**What is needed:** All of the data, word for word and free of pictures, is the expected result.
+===+
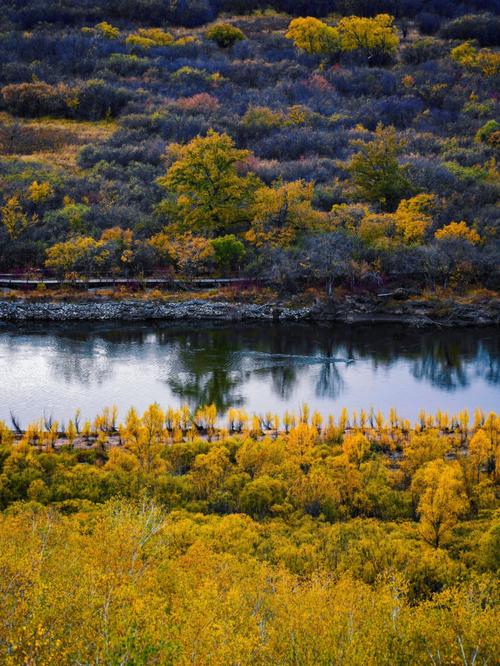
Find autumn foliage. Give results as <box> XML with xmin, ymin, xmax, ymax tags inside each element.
<box><xmin>0</xmin><ymin>403</ymin><xmax>498</xmax><ymax>663</ymax></box>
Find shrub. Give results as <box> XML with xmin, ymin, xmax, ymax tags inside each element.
<box><xmin>206</xmin><ymin>23</ymin><xmax>245</xmax><ymax>48</ymax></box>
<box><xmin>435</xmin><ymin>221</ymin><xmax>481</xmax><ymax>245</ymax></box>
<box><xmin>475</xmin><ymin>120</ymin><xmax>500</xmax><ymax>145</ymax></box>
<box><xmin>94</xmin><ymin>21</ymin><xmax>120</xmax><ymax>39</ymax></box>
<box><xmin>211</xmin><ymin>234</ymin><xmax>246</xmax><ymax>272</ymax></box>
<box><xmin>106</xmin><ymin>53</ymin><xmax>150</xmax><ymax>75</ymax></box>
<box><xmin>126</xmin><ymin>28</ymin><xmax>174</xmax><ymax>49</ymax></box>
<box><xmin>0</xmin><ymin>82</ymin><xmax>74</xmax><ymax>118</ymax></box>
<box><xmin>402</xmin><ymin>38</ymin><xmax>445</xmax><ymax>64</ymax></box>
<box><xmin>441</xmin><ymin>14</ymin><xmax>500</xmax><ymax>47</ymax></box>
<box><xmin>174</xmin><ymin>93</ymin><xmax>220</xmax><ymax>113</ymax></box>
<box><xmin>75</xmin><ymin>80</ymin><xmax>135</xmax><ymax>120</ymax></box>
+===+
**Result of this exercise:**
Find autumn foliage. Give results as <box> XML with xmin, ymin, xmax, ymax tags inside each element.
<box><xmin>0</xmin><ymin>403</ymin><xmax>498</xmax><ymax>663</ymax></box>
Find shrub. Give results as <box> XML with xmin, ymin, xmax, ymax tags inside each element.
<box><xmin>206</xmin><ymin>23</ymin><xmax>245</xmax><ymax>48</ymax></box>
<box><xmin>435</xmin><ymin>221</ymin><xmax>481</xmax><ymax>245</ymax></box>
<box><xmin>475</xmin><ymin>120</ymin><xmax>500</xmax><ymax>145</ymax></box>
<box><xmin>94</xmin><ymin>21</ymin><xmax>120</xmax><ymax>39</ymax></box>
<box><xmin>211</xmin><ymin>234</ymin><xmax>246</xmax><ymax>272</ymax></box>
<box><xmin>106</xmin><ymin>53</ymin><xmax>150</xmax><ymax>75</ymax></box>
<box><xmin>126</xmin><ymin>28</ymin><xmax>174</xmax><ymax>49</ymax></box>
<box><xmin>0</xmin><ymin>82</ymin><xmax>74</xmax><ymax>118</ymax></box>
<box><xmin>402</xmin><ymin>38</ymin><xmax>445</xmax><ymax>64</ymax></box>
<box><xmin>441</xmin><ymin>14</ymin><xmax>500</xmax><ymax>47</ymax></box>
<box><xmin>174</xmin><ymin>93</ymin><xmax>220</xmax><ymax>113</ymax></box>
<box><xmin>75</xmin><ymin>80</ymin><xmax>135</xmax><ymax>120</ymax></box>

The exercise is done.